++++ PROVIDED RECORDS
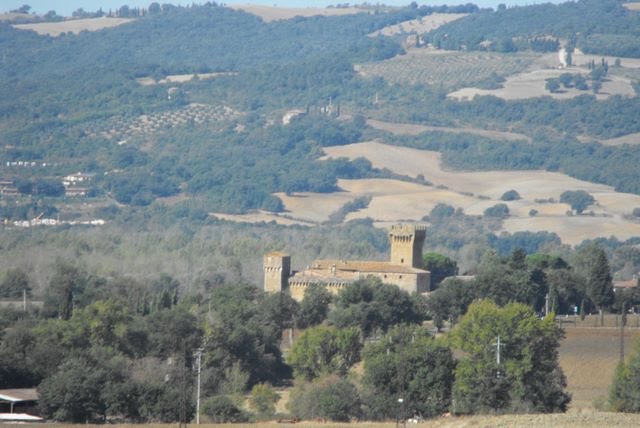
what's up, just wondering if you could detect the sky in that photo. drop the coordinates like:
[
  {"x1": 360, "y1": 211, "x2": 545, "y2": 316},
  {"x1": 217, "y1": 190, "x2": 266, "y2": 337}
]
[{"x1": 3, "y1": 0, "x2": 567, "y2": 17}]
++++++++
[PROBLEM TO WORK ON]
What you return must be every entry, word for word, without any pictures.

[EXERCISE ANSWER]
what's up, just wondering if you could detect the sky in that photo. drop the coordinates like:
[
  {"x1": 360, "y1": 211, "x2": 545, "y2": 316},
  {"x1": 217, "y1": 190, "x2": 266, "y2": 337}
]
[{"x1": 3, "y1": 0, "x2": 567, "y2": 17}]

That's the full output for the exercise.